[WHAT TO DO]: Beneath this instruction is a block of data; output from it exactly the lines that run from the one containing "If you could pin the shower tiled" through the one containing "If you could pin the brown", inclusive.

[DATA SECTION]:
|---|
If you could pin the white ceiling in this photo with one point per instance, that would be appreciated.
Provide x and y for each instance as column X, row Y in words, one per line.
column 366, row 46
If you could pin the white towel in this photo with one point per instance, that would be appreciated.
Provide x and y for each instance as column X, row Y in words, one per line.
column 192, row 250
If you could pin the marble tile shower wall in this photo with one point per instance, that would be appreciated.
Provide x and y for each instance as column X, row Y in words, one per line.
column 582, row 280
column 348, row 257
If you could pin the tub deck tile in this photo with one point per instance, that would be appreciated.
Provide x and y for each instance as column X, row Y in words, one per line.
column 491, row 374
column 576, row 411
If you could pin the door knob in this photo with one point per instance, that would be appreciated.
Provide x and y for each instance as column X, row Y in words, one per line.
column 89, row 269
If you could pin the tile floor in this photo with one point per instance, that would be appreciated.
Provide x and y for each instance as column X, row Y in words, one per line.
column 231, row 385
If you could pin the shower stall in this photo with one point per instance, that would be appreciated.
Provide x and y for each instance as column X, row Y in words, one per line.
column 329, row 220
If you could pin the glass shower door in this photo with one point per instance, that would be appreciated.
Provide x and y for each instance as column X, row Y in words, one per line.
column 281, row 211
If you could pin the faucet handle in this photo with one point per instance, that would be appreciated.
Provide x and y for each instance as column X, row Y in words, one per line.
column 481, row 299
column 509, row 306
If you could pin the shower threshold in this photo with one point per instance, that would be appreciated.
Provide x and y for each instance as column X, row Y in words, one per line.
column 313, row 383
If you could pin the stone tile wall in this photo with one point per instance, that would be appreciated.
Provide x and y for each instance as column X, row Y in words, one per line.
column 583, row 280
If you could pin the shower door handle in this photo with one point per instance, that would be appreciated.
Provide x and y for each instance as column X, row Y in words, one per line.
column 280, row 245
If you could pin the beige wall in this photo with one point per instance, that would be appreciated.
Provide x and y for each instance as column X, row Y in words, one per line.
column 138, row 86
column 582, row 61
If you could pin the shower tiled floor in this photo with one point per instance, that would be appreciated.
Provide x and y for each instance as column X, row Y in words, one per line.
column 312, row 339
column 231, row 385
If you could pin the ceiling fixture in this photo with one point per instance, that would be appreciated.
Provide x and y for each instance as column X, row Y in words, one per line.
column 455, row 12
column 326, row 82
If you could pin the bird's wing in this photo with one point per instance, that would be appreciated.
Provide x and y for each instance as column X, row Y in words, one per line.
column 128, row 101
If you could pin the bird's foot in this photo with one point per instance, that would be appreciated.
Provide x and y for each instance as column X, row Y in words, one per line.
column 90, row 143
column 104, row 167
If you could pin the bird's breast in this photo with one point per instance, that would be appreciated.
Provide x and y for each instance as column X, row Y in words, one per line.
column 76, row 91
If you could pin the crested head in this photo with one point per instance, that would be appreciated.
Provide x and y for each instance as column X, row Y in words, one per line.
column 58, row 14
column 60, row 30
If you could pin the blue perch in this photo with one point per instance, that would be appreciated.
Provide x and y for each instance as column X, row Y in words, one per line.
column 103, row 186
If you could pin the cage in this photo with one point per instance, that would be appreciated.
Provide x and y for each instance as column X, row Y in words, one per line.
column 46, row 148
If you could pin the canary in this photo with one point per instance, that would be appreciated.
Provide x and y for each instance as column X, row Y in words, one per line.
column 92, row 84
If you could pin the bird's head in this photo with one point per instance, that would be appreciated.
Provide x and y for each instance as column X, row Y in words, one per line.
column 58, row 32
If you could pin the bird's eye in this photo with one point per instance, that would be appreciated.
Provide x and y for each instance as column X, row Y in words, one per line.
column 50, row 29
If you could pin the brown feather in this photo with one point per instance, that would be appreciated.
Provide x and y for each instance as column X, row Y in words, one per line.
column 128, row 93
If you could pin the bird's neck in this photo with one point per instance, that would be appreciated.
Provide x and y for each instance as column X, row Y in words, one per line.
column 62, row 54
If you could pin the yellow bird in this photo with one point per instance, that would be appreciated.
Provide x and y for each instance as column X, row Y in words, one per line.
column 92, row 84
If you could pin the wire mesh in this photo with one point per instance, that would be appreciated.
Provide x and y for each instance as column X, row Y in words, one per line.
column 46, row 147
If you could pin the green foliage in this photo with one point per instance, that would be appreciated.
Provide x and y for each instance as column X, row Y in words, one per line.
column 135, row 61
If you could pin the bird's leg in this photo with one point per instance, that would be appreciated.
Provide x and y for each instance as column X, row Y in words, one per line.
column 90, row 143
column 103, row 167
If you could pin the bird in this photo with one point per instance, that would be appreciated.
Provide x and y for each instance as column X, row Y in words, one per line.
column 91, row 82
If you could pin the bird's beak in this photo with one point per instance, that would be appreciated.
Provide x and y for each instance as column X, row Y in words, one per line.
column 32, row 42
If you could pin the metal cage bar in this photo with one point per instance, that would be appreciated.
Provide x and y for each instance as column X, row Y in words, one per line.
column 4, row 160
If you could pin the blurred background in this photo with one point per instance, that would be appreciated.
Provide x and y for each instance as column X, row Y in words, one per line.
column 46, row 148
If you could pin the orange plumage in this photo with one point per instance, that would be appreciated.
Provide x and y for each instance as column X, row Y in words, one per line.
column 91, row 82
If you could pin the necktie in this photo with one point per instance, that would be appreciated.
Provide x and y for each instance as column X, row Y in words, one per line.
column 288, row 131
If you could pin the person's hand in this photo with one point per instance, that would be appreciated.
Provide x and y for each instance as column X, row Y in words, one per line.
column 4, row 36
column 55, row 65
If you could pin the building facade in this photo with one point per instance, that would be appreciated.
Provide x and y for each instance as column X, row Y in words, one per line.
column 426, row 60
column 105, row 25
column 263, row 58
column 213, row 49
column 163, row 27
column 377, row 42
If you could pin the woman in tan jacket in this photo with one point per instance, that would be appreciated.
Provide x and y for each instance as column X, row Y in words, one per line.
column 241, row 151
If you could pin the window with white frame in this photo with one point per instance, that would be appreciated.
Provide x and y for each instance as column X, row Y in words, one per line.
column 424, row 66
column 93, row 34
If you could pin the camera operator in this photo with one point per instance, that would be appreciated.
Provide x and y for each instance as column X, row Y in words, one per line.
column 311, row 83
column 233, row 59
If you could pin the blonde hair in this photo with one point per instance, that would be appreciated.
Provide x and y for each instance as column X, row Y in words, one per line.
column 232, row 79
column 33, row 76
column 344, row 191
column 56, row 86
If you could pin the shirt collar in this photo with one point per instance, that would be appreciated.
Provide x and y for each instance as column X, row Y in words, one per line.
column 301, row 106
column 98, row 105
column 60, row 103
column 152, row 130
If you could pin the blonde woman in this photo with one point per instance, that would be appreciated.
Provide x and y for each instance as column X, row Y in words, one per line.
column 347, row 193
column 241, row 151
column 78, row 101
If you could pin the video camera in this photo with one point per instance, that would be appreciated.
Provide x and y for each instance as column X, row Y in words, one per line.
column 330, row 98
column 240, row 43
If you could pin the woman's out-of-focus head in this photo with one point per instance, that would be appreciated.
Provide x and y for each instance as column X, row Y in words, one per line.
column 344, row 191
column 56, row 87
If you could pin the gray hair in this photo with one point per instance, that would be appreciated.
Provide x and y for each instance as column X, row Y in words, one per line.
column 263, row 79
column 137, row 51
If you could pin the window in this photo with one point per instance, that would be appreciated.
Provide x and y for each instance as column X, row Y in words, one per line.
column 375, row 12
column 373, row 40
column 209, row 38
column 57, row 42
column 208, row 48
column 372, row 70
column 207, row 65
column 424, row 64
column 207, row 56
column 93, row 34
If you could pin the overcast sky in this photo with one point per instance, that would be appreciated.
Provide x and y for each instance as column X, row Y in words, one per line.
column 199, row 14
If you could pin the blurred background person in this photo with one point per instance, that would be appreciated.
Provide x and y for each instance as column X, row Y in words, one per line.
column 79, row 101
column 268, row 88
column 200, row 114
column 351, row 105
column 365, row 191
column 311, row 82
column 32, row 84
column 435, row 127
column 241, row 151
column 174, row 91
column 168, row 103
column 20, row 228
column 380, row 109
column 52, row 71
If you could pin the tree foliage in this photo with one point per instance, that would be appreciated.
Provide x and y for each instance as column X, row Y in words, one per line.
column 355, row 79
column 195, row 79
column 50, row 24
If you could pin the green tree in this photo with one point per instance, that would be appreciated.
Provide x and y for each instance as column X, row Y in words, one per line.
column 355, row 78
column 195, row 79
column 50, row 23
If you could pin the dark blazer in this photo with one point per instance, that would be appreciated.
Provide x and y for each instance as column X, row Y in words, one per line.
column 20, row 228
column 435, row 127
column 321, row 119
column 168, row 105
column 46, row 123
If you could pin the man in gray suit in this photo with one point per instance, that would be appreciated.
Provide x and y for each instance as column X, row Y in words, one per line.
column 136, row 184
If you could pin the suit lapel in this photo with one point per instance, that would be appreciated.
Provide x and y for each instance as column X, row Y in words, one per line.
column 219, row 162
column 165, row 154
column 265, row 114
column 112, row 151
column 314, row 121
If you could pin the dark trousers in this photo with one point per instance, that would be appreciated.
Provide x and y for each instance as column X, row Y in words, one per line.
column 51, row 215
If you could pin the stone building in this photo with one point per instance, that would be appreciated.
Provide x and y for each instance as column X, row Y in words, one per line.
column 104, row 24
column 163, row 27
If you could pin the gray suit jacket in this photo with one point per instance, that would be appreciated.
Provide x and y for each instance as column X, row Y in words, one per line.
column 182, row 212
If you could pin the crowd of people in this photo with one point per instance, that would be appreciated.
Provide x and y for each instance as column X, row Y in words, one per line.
|---|
[TASK SOLUTION]:
If you could pin the shower tiled floor in this photo with one point per instance, that would be appreciated.
Provide x and y for each instance as column X, row Y in words, one per line.
column 312, row 339
column 231, row 385
If you could pin the ceiling fixture in this photo with one point per instance, that would be appreciated.
Provide x and y for each instance as column X, row Y in words, one per line.
column 455, row 12
column 326, row 82
If you could pin the bird's wing in this photo with one point per instance, that would be appreciated.
Provide x and y for each instance as column X, row Y in words, one per line.
column 128, row 101
If you could pin the bird's foot in this photo with one point per instance, that would be appreciated.
Provide x and y for each instance as column X, row Y in words, one per line.
column 90, row 143
column 104, row 167
If you could pin the bird's breast in this photo with one point per instance, that would be appreciated.
Provide x and y for each instance as column X, row Y in words, one per line.
column 76, row 91
If you could pin the crested head in this photo with one point per instance, that would be appreciated.
Provide x and y for each instance as column X, row Y in words, one per line.
column 58, row 14
column 60, row 30
If you could pin the blue perch in this photo with one point per instance, that would be appreciated.
Provide x and y for each instance as column X, row Y in words, one per line.
column 103, row 186
If you could pin the cage in this photo with one point per instance, that would be appreciated.
Provide x and y for each instance as column X, row Y in words, one per line.
column 46, row 148
If you could pin the canary in this photo with one point per instance, that would be appreciated.
Provide x and y for each instance as column X, row Y in words, one per line.
column 92, row 84
If you could pin the bird's head in this photo with one point per instance, that would be appreciated.
Provide x and y for each instance as column X, row Y in words, one per line.
column 58, row 32
If you could pin the bird's eye in this photo with one point per instance, that would be appreciated.
Provide x and y for each instance as column X, row Y in words, one per line.
column 50, row 29
If you could pin the brown feather in this photo with one point per instance, that would be appreciated.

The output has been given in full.